IHRE AUFGABEN
[1] Beantworten Sie anhand des Textes über Cyberkriminalität:
(a) Von welchem auf welchen Wert stieg die Zahl der Cybercrime-Delikte laut Kriminalstatistik von 2018 auf 2019?
(b) Als was bezeichnete Mayer Emotet?
(c) Wie viele Besucher hatte der Infoabend?
[2] Führen Sie den Text über Cyberkriminalität im Anschluss an seinen letzten Satz fort.

VORGEGEBENER TEXT
= = = = = = =

Die Dunkelziffer der Cybercrime-Fälle dürfte deutlich höher sein
Die Kriminalstatistik des Polizeipräsidiums Schwaben Süd/West weist allein von 2018 auf 2019 eine Zunahme der Cybercrime-Delikte von 851 auf 1005 durch Waren- und Kreditbetrug, Computerbetrug beziehungsweise Ausspähen/Abfangen von Daten auf. Die Dunkelziffer dürfte laut Polizei noch deutlich höher liegen, weil viele Opfer aus Eitelkeit, Scham oder Reputationsgründen keine Anzeige erstatten.
Es gibt verschiedene Phänomene der Cyberkriminalität – von solchen Angriffen können Einzelrechner genauso betroffen sein wie komplette Netzwerke. Emotet bezeichnete Mayer als „Speerspitze der Cyberkriminalität“. Es handelt sich um eine Schadstoff-Software, die das Computersystem eines Unternehmens ausspioniert und sich Zugang über Einfallstore wie E-Mail oder alte Firm- oder Hardware verschafft. Im Landkreis Günzburg wurde so eine rechnergesteuerte Produktion lahmgelegt, um damit Geldzahlungen zu erpressen.
So kann man sich vor den Betrügern schützen
Damit es nicht so weit kommt, empfahl Mayer verschiedene Präventionen. Dazu zählen beispielsweise virtuelle Rechner mit eigenem Netzwerk, Trennung von Firmenbereichen, Eingrenzung der Netzwerk-Berechtigungen, Ausführung von Makros verhindern, die wichtigsten Daten „Kronjuwelen“ stetig und zusätzlich offline sichern, ein Ernstfall-Konzept proben, regelmäßig Back-ups machen.
Außerdem empfahl Mayer „gesundes Misstrauen“ bei Online-Aktivitäten. Bei einem TV-Gerät, das ständig für 1500 Euro angeboten werde und dann bei einem Shop plötzlich nur die Hälfte koste, sei extreme Vorsicht geboten. Denn niemand habe im Internet etwas zu verschenken.
Auf keinen Fall Anhänge und Links in Mails unbekannter Herkunft öffnen
Anhänge oder Links in E-Mails unbekannter Herkunft sollten keinesfalls angeklickt und von unbekannten Datenträgern sollten die Finger gelassen werden. Einige Nachfragen aus dem Kreis der knapp 50 Besucher des Infoabends zeigten großes Interesse bis zur Verunsicherung. Bedenken wegen der kompletten Vernetzung von Krankendaten im Klinik- und Praxisbereich durch eine Telematik-Infrastruktur äußerte ein Arzt. Die Frage, ob vorab Cybercrime-Spezialisten hätten eingeschaltet werden sollen, konnte Kripomann Mayer nicht beantworten, da dies über seinen Zuständigkeitsbereich hinaus gehe.

= = = = = = =

BEREITGESTELLTE DATEN
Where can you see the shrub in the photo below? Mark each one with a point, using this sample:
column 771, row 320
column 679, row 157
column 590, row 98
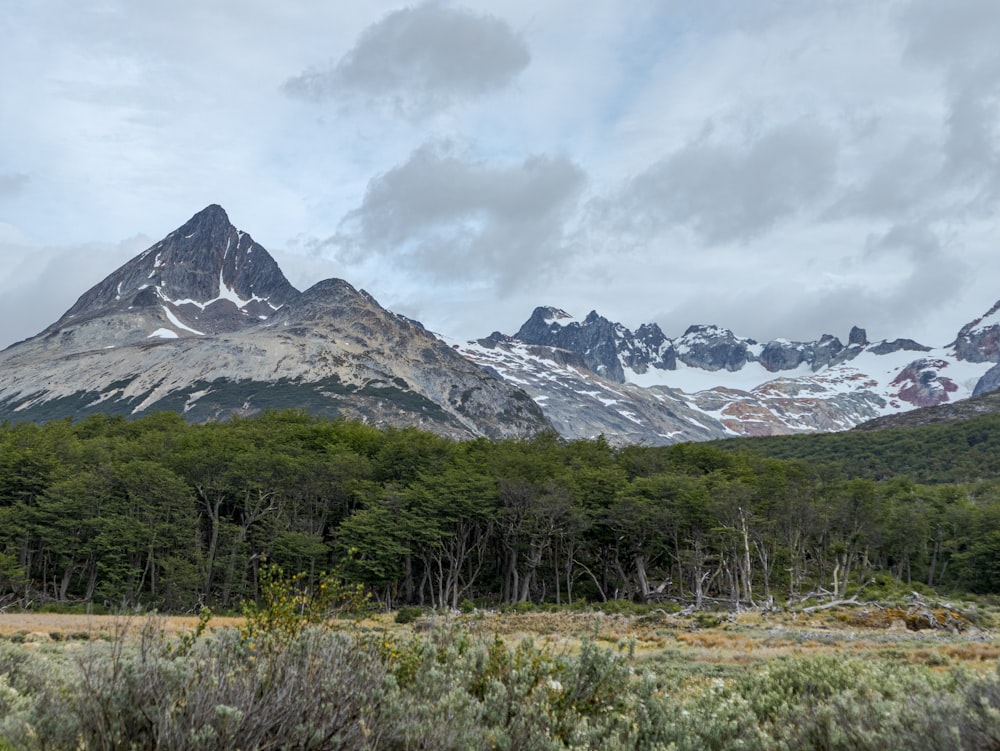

= = = = = = =

ANTWORTEN
[1]
(a) Von 851 auf 1005.
(b) Als „Speerspitze der Cyberkriminalität“.
(c) Knapp 50.

[2]
Andere Fragen – auch von etwa 30 Personen, die die Veranstaltung virtuell in Netz verfolgten – betrafen die Erkennbarkeit der Kaperung des Rechners durch Internet-Ganoven oder die Sicherheit von Passwörtern. Als „unglaublich spannend“ bezeichnete CSU-Kreischef Sauter die Infos über Cyberkriminalität, vieles sei wohl nicht beherrschbar. Beunruhigend empfinde er es, dass die Polizei Täter selbst im EU-Ausland wie Malta oder Zypern nicht erwischen könne, andererseits aber Strafzettel aus Südtirol in Deutschland problemlos verfolgt würden.
Die Polizei hat eigene Kommissariate gebildet
Die Fallzahlen im Bereich Cyberkriminalität haben im Kreis Günzburg 2020 gegenüber dem Vorjahr deutlich – bisher um fast 20 Prozent – zugenommen, wie das Polizeipräsidium Schwaben Süd/West (PP) auf Anfrage mitteilt. Das beginnt mit eher simplen Betrugsmanövern bei Internet-Käufen und reicht bis zur millionenschweren Abzocke.
Im Kampf gegen dieses Kriminalitätsphänomen wurden auch im Bereich des Polizeipräsidiums seit 2017 eigene Kommissariate (K 11) bei den Kriminalpolizeiinspektionen Kempten, Memmingen und Neu-Ulm gebildet. Dort sind neben den klassischen Ermittlern auch Informatiker im Einsatz, die als IuK-Kriminalisten (Information und Kommunikation) einen Quereinstieg bei der Polizei gemacht haben, die weiter solche Spezialisten sucht.